Your task: Every line below that holds the string "blue" must be copied.

Data for this exercise:
------------------------------------------------------------

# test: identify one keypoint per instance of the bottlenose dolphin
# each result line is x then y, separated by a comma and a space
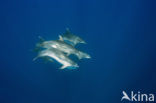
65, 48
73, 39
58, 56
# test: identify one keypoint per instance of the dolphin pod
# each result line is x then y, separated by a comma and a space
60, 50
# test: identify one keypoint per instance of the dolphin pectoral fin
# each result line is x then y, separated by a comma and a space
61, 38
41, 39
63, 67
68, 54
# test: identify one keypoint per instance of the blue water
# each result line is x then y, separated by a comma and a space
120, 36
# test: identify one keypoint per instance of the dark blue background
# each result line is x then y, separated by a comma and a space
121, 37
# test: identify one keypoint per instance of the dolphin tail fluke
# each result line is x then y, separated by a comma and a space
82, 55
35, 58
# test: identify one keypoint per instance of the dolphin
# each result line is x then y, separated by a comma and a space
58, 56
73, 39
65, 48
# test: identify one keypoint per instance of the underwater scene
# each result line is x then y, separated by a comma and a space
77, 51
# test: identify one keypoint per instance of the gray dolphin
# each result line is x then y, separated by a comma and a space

------------------------------------------------------------

Response to the exercise:
# test: identify one keypoint per instance of the blue water
# test: identify one keypoint per instance of the dark blue background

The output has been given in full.